PROVIDED DATA:
::::
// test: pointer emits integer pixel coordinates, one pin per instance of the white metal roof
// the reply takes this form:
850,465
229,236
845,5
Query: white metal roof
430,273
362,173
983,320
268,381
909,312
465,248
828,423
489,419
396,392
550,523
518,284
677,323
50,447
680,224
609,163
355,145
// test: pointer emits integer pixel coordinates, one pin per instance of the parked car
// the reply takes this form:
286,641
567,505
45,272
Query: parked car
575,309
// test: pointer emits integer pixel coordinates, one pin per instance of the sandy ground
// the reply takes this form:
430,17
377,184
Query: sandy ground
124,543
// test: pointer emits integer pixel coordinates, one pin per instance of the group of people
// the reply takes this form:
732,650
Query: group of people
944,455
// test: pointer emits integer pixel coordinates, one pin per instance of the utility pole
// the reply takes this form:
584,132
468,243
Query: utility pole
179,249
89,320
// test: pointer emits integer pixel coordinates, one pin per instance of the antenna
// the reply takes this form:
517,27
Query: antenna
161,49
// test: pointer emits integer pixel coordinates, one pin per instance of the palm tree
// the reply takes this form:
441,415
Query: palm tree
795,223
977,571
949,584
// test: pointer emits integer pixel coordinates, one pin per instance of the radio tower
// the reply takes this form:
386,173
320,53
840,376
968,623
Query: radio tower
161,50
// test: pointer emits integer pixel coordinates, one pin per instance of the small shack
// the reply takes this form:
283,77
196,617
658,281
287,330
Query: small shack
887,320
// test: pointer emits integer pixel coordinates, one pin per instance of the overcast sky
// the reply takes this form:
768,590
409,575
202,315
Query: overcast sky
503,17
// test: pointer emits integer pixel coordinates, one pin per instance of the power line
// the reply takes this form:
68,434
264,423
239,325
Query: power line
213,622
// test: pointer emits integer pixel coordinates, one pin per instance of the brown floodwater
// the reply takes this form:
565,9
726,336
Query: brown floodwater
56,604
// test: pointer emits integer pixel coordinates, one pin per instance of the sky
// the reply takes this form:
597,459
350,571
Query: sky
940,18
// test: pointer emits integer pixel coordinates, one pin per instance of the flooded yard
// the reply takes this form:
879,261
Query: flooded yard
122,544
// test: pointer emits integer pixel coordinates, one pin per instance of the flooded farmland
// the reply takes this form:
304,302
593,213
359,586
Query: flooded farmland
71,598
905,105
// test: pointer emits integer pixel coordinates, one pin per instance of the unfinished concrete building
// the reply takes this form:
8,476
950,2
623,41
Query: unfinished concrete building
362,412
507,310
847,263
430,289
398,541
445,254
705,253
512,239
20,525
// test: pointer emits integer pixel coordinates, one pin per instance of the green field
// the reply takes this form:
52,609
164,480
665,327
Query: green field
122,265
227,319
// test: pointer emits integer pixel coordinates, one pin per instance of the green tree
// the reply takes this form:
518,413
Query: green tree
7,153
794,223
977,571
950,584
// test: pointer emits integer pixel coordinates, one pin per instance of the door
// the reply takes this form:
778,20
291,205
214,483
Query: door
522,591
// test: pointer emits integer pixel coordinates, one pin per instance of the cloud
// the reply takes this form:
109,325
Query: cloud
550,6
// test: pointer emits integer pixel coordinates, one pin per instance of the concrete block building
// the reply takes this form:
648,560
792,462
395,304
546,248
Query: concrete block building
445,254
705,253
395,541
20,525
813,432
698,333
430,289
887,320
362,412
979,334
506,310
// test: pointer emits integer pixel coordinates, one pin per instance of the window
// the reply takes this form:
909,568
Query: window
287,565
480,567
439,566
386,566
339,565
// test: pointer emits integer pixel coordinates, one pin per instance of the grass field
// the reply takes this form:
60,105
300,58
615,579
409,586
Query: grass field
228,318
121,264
::::
REQUIREMENT: From the first line to the last, please quote the material above exactly.

EXPECTED OUTPUT:
// test: pointer emits integer pixel coordinates, one pin per instance of the white metal roof
// the reply takes this form:
850,465
229,236
845,5
Query: white metal roof
430,273
362,173
983,320
268,381
909,312
465,248
828,423
489,419
396,392
550,523
518,284
677,323
50,447
680,224
609,163
355,145
// test: pointer emits integer pixel coordinates, one pin per instance of the parked car
// the reply takes this form:
286,641
567,505
45,272
Query: parked car
575,309
// test: pointer emits integer pixel coordinates, one pin per instance of the sandy ground
// the reply takes this form:
430,17
377,184
Query: sandy ground
124,543
// test: pointer emits integer pixel coordinates, one pin per instance of the group of people
// the reply takes this form:
732,650
Query: group of people
944,455
// test: pointer emits integer pixel coordinates, one pin per instance of the utility pole
// the reply takes this form:
584,132
468,243
Query: utility pole
179,249
89,320
// test: pointer emits integer pixel coordinates, one pin per instance of the antenna
// the reply takes this form:
517,27
Query: antenna
161,49
// test: pointer emits integer pixel coordinates, one pin per instance of the palm tree
// the reply takes this form:
441,415
Query: palm tree
795,223
977,571
949,584
// test: pointer emits integer pixel coordinates, one pin per instance of the radio tower
// the reply takes this form:
386,173
320,53
840,376
968,623
Query: radio tower
161,50
// test: pointer emits integer pixel coordinates, one pin per instance of the small shack
// the reply takes this form:
283,77
196,617
658,281
287,330
Query: small shack
887,320
// test: pointer emits integer pixel coordinates, one pin per instance of the overcast sky
// the reply takes this form:
768,590
409,575
202,315
Query: overcast sky
503,17
// test: pointer emits integer pixel coordinates, one pin per instance of the power line
// the reply takes this form:
68,434
264,423
239,325
Query: power line
213,622
// test: pointer emits integer pixel coordinates, one pin per instance of the brown floodwater
// the reply takes this form:
565,9
726,336
Query: brown floodwater
56,604
// test: pointer emits integer pixel coordinates, one pin per instance of the sky
// the reply takes this form:
597,459
350,571
Query: sky
940,18
// test: pointer emits integer pixel coordinates, one pin per instance of the flooded yard
// the reply takes this form:
879,261
Query: flooded yard
122,544
// test: pointer emits integer pixel coordinates, one pin per instance of the flooded farmland
// the reply takes this form:
304,302
593,213
359,586
Query: flooded farmland
71,598
905,105
// test: pointer emits integer pixel coordinates, one pin per instance of the unfinished concrete building
// the reply takes this form:
8,476
950,2
623,41
Query: unfinished concrete building
362,412
507,310
847,263
430,289
398,541
445,254
705,253
512,239
20,525
// test: pointer emits integer pixel coordinates, one pin per instance of the green field
// the reply takes this form:
52,609
164,480
665,327
Query: green field
122,265
227,319
// test: pointer emits integer pixel coordinates, one pin per instance of the green tree
// the reply takes this form:
518,413
Query: green tree
7,153
794,223
977,571
950,584
// test: pointer emits integer pixel coordinates, one pin per instance of the door
// the reply takes this form:
778,20
291,205
214,483
Query: door
522,591
// test: pointer emits integer pixel coordinates, one pin per instance of the cloud
// the reply takes this form:
109,325
Query: cloud
550,6
// test: pointer emits integer pixel coordinates, one pin per instance of the concrete block building
// the reply takes this form:
648,560
792,462
395,304
546,248
Query: concrete block building
445,254
705,253
395,541
20,525
813,432
698,333
430,289
887,320
362,412
979,334
506,310
// test: pointer emits integer pixel coordinates, one pin per instance of the window
// the reply takes this form:
909,568
Query: window
287,565
480,567
439,566
386,566
339,565
// test: pointer emits integer pixel coordinates, one pin per instance of the grass field
// the reply takes this form:
60,105
300,58
615,579
409,586
Query: grass field
228,318
121,264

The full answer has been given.